-- Required work --
Report only the number of lines in the items below that contain the string "coordinates", with case counting.

Labeled area outline items
-- BEGIN --
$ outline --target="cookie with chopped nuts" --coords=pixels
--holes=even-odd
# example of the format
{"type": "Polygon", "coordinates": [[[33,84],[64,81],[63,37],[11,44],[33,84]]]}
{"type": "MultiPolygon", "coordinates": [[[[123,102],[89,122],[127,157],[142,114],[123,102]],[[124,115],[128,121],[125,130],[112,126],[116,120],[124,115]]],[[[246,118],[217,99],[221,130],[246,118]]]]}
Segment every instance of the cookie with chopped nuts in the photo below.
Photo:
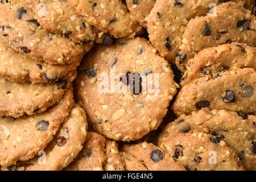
-- END --
-- Response to the task --
2